5.           Conditions to the Underwriters’ Obligations. The several obligations of the Underwriters are subject to the condition that all representations and warranties on the part of the Company contained in this Agreement (or in certificates of any officer of the Company or any subsidiary of the Company delivered pursuant to the provisions hereof) are, on the date hereof, and will be, on the Closing Date and on each Option Closing Date, if any, true and correct, the condition that the Company has performed its obligations required to be performed prior to the Closing Date or applicable Option Closing Date and the following further conditions:
 
(a)           Subsequent to the execution and delivery of this Agreement and prior to the Closing Date and each Option Closing Date, if any, there shall not have occurred any change, or any development involving a prospective change, in the assets, business, condition (financial or otherwise), management, operations, earnings or prospects of the Company and its subsidiaries, taken as a whole, whether or not arising in the ordinary course of business, from that set forth in or contemplated by the Time of Sale Prospectus that, in the Manager’s judgment, is material and adverse and that makes it, in the Manager’s judgment, impracticable or inadvisable to offer or sell the Shares on the terms and in the manner contemplated in the Time of Sale Prospectus.

THE TASKS →
1/ Answer these questions from the underwriting conditions passage, one line each:
(a) Whose obligations are subject to the conditions?
(b) Whose judgment decides whether a change is material and adverse?
(c) Which document is a change measured against?
2/ Decide whether each statement agrees with the underwriting conditions passage, and answer yes or no with the words from the passage that decide it:
(a) The Company's representations and warranties need to be true and correct only on the date of the Agreement.
(b) A change can count even if it arises in the ordinary course of business.
(c) Changes are judged for each subsidiary separately.
3/ Reproduce the underwriting conditions passage word for word, from "(a)           Subsequent to the" to "of Sale Prospectus.".
The listing after this passage comes from a separate source.

EXTRACTED INFORMATION →
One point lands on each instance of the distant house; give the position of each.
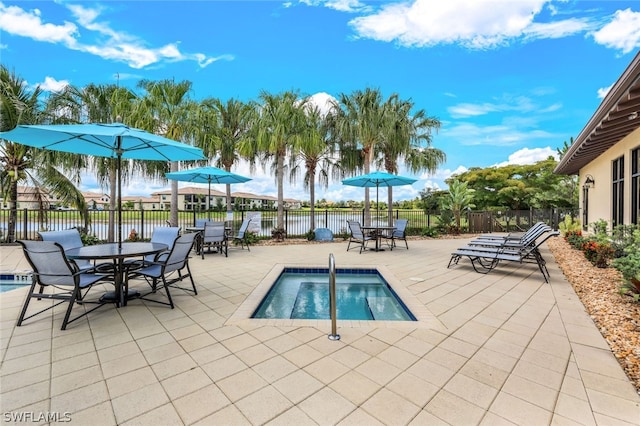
(141, 203)
(31, 198)
(606, 155)
(190, 198)
(249, 201)
(96, 200)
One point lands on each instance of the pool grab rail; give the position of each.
(332, 297)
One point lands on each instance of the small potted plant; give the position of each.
(629, 264)
(278, 234)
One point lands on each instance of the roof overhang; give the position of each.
(617, 116)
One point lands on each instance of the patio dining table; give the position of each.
(117, 253)
(378, 232)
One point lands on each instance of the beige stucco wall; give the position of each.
(600, 194)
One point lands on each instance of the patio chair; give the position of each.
(161, 234)
(357, 235)
(484, 259)
(242, 235)
(214, 235)
(400, 233)
(68, 239)
(52, 270)
(167, 268)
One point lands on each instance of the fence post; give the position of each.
(25, 223)
(142, 224)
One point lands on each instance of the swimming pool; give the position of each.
(361, 294)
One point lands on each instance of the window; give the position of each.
(635, 186)
(617, 174)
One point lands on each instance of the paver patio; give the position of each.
(502, 348)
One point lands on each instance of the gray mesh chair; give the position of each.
(242, 235)
(168, 269)
(400, 233)
(214, 235)
(357, 235)
(68, 239)
(52, 271)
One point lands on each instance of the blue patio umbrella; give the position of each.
(207, 175)
(378, 179)
(114, 140)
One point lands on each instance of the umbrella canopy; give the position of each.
(207, 175)
(114, 140)
(378, 179)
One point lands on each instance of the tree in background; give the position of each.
(315, 153)
(167, 110)
(35, 167)
(277, 124)
(407, 137)
(96, 104)
(460, 199)
(222, 128)
(518, 187)
(358, 124)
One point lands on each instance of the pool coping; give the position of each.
(424, 318)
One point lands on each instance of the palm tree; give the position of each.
(167, 110)
(359, 125)
(315, 152)
(21, 163)
(407, 137)
(460, 199)
(276, 125)
(223, 130)
(97, 104)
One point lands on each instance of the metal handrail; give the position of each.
(332, 297)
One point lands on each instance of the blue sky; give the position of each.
(510, 80)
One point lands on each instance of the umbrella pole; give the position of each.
(209, 201)
(119, 201)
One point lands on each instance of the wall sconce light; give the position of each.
(589, 181)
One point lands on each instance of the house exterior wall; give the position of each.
(600, 195)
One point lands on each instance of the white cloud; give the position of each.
(17, 21)
(109, 43)
(339, 5)
(475, 24)
(622, 33)
(323, 101)
(557, 29)
(50, 84)
(602, 92)
(528, 156)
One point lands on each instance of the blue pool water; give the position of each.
(361, 294)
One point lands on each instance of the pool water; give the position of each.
(361, 294)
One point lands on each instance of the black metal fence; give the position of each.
(297, 222)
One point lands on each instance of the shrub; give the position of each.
(310, 235)
(429, 232)
(629, 264)
(598, 253)
(569, 225)
(574, 238)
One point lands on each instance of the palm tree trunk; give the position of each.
(174, 196)
(312, 196)
(280, 183)
(13, 212)
(390, 204)
(113, 199)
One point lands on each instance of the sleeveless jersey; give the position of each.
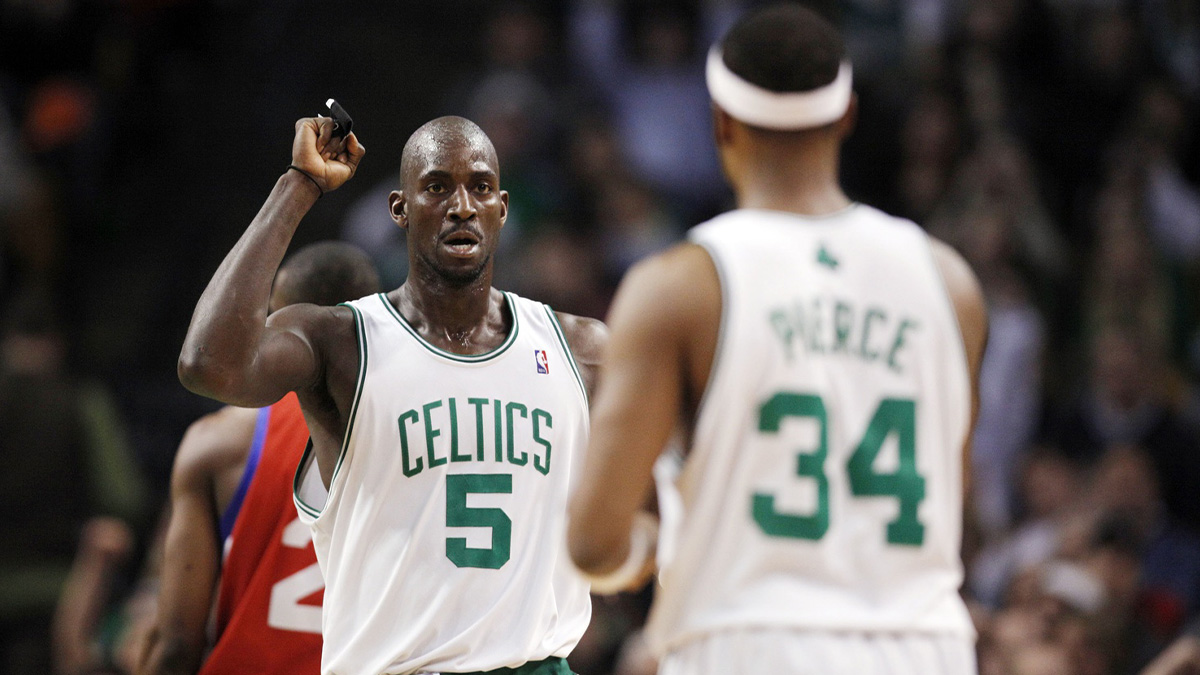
(269, 601)
(823, 487)
(442, 536)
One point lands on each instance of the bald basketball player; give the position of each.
(447, 418)
(233, 531)
(825, 359)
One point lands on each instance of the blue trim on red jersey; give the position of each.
(256, 451)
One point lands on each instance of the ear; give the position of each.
(399, 208)
(723, 126)
(845, 126)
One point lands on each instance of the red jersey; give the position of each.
(269, 602)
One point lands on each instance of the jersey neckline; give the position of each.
(461, 358)
(807, 217)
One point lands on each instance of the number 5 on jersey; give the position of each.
(904, 484)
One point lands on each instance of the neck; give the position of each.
(797, 174)
(460, 318)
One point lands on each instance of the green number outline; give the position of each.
(808, 465)
(905, 483)
(459, 514)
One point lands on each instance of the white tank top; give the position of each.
(823, 487)
(442, 537)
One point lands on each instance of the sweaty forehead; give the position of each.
(447, 148)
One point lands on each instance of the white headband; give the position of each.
(789, 111)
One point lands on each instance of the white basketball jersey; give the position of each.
(823, 487)
(442, 537)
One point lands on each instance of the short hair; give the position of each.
(328, 273)
(784, 48)
(437, 133)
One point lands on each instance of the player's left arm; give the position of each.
(587, 339)
(191, 553)
(664, 304)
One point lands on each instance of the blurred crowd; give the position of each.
(1053, 142)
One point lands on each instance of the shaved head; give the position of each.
(439, 135)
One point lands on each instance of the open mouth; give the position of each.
(462, 243)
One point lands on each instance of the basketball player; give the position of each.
(232, 487)
(447, 418)
(825, 357)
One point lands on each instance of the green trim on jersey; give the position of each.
(295, 483)
(570, 356)
(451, 356)
(552, 665)
(361, 339)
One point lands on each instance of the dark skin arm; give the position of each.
(208, 466)
(587, 339)
(654, 359)
(234, 353)
(655, 370)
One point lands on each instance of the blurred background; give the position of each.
(1053, 142)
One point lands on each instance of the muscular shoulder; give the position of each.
(966, 293)
(586, 336)
(213, 446)
(315, 323)
(676, 291)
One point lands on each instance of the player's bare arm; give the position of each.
(971, 310)
(208, 466)
(587, 339)
(654, 369)
(232, 352)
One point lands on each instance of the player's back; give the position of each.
(269, 602)
(822, 489)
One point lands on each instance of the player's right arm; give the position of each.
(192, 551)
(232, 351)
(971, 311)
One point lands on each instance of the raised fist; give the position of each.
(328, 160)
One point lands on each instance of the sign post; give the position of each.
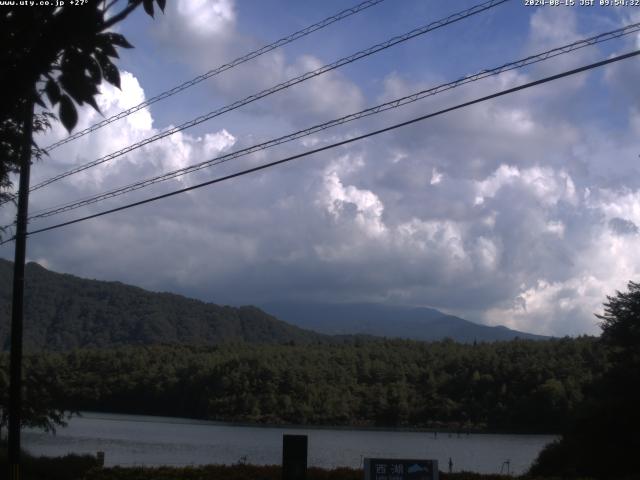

THE RESPONSES →
1/
(a) The Underwriters' obligations.
(b) The Manager's judgment.
(c) The Time of Sale Prospectus.

2/
(a) No: "are, on the date hereof, and will be, on the Closing Date and on each Option Closing Date, if any, true and correct"
(b) Yes: "whether or not arising in the ordinary course of business"
(c) No: "of the Company and its subsidiaries, taken as a whole"

3/
(a)           Subsequent to the execution and delivery of this Agreement and prior to the Closing Date and each Option Closing Date, if any, there shall not have occurred any change, or any development involving a prospective change, in the assets, business, condition (financial or otherwise), management, operations, earnings or prospects of the Company and its subsidiaries, taken as a whole, whether or not arising in the ordinary course of business, from that set forth in or contemplated by the Time of Sale Prospectus that, in the Manager’s judgment, is material and adverse and that makes it, in the Manager’s judgment, impracticable or inadvisable to offer or sell the Shares on the terms and in the manner contemplated in the Time of Sale Prospectus.